● **EXTRACT**:
It is one thing that his father made him a colourful coat to show Joseph that he was the favourite. He can’t help that. Such blatant favouritism is probably bad parenting on Jacob’s part. It’s not something that Joseph had any control over. But did he have to wear the coat? Did he have to wear it all the time?

The very first thing we hear about Joseph is that he snitches on his brothers to Jacob. He follows them around while they’re working and then runs back to their dad to tell on them. When we hear that Joseph’s brothers wouldn’t talk to him, we can hardly be surprised. What did he think would happen?

And then he has his dreams. He tells his brothers that they were harvesting wheat in the fields, when his sheath stood upright, and theirs all bowed down to his. ‘What could it possibly mean?’, he asks them? Perhaps, Joseph, it means some dreams are better kept inside your head.

Then he has another dream, where he is the shiniest star in the sky, and all the other stars, plus the sun and the moon, all bow down to him. Jacob wastes no time picking up the suggestion that not only are his brothers bowing down to him, but that his mother and father are prostrating themselves too.

Honestly, I know we know how the story ends, and yes it all turns out OK, but it really is hard to sympathise with him. I’m not saying he deserved to be sold into slavery. Nobody deserves that. It was definitely an overreaction on the part of his brothers. I’m just saying that he didn’t really make life easy for himself.

And does he even change? His brothers go on a sincere journey of self-discovery. They learn to feel remorse, to repent, and not to make the same mistakes again. That’s why, when Joseph sets up a test at the climax of the story to see whether his brothers will stand up for Benjamin, they do. Judah even volunteers himself as a slave to defend Benjamin. The brothers learned their lessons.

● **REQUIRED WORK**:
1) Answer these questions from the commentary on Joseph:
(a) In Joseph's first dream, what do his brothers' sheaths do?
(b) Besides the other stars, what bows down to Joseph in his second dream?
(c) Which brother volunteers himself as a slave to defend Benjamin?
2) Write out the passage of the Joseph commentary from "And does he" to "learned their lessons.", word for word.
3) Write the next part of the commentary on Joseph, picking up after its final sentence.

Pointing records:
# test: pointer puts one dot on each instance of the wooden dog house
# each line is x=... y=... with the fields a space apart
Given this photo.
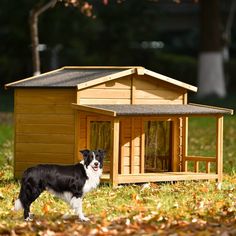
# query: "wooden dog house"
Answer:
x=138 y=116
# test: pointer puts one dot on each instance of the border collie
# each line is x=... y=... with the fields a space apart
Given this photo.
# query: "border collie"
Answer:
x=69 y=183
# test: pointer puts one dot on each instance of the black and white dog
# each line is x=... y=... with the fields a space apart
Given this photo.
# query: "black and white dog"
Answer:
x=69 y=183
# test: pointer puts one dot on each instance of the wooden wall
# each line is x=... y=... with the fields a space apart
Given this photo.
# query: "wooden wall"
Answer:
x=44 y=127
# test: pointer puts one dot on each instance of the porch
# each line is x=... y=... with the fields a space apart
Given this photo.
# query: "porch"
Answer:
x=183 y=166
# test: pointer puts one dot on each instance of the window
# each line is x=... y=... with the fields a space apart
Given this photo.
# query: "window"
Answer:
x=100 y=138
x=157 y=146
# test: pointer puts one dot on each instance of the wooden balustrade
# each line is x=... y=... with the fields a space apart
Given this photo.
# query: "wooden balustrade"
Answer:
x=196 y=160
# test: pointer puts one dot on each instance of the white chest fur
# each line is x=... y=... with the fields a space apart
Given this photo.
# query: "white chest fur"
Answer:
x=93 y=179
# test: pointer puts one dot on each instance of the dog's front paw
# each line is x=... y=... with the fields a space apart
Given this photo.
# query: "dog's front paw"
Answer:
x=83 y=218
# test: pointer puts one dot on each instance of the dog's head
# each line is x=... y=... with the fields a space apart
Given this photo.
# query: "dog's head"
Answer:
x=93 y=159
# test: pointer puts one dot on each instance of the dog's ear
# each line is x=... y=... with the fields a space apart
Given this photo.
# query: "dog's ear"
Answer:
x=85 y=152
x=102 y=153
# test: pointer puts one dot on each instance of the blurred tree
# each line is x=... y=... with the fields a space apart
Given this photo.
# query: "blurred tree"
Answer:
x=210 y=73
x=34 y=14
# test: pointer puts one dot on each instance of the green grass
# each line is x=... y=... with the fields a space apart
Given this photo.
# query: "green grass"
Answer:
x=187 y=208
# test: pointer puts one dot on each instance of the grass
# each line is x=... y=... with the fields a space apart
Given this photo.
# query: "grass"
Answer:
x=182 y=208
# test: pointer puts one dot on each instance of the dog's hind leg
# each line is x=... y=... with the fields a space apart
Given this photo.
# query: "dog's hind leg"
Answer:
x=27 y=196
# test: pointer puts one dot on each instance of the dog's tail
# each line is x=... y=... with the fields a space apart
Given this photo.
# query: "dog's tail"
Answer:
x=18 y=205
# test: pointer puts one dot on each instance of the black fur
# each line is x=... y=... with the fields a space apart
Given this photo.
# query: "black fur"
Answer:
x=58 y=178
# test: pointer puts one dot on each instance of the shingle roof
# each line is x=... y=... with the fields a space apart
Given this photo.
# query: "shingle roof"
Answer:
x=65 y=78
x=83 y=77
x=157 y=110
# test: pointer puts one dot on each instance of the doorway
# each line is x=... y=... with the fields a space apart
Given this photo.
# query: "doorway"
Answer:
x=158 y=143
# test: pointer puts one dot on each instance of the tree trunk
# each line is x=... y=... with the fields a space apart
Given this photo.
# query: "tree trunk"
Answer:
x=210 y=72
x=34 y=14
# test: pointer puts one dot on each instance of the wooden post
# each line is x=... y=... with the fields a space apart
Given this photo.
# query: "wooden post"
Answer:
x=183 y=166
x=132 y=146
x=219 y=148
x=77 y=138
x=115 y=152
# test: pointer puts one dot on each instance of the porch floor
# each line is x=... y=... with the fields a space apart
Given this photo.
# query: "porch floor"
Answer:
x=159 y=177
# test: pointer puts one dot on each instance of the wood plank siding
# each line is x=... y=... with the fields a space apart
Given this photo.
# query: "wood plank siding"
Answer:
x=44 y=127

● **TASK ANSWERS**:
1)
(a) They all bow down to Joseph's sheath, which stood upright.
(b) The sun and the moon.
(c) Judah.

2)
And does he even change? His brothers go on a sincere journey of self-discovery. They learn to feel remorse, to repent, and not to make the same mistakes again. That’s why, when Joseph sets up a test at the climax of the story to see whether his brothers will stand up for Benjamin, they do. Judah even volunteers himself as a slave to defend Benjamin. The brothers learned their lessons.

3)
What does Joseph learn? He endures slavery, false accusations and imprisonment. But in the end he becomes vizier for all of Egypt. And, having reconciled with his brothers, he reassures them that this must have been God’s plan all along. Joseph started out the story believing that he was destined for greatness, and ended it by finding out he was right.

What is the moral lesson we are supposed to gain from Joseph, then? Or, rather, what could Joseph have done differently that I might give a more favourable sermon on him?

The answer, I think, comes from a man who was very similar to Joseph, and yet separated from him by many thousands of years: Oscar Wilde. Like Joseph, Wilde was a youngest brother. Like Joseph, he wrongly spent a long stint in prison. Wilde even had a multi-coloured coat. While other Victorian gentlemen wore drab black suits, Oscar Wilde pioneered the aesthetic movement with purple velvet outfits, colourful corsages and impressive top hats. Most importantly, like Joseph, Oscar Wilde was an individual. He was different, and he knew it.

What differentiated Wilde from Joseph was that Wilde had a much better analysis of his situation. Wilde knew that he was an individual, and he did not try to change that. But he also knew that the hostility to his individualism came from inequality.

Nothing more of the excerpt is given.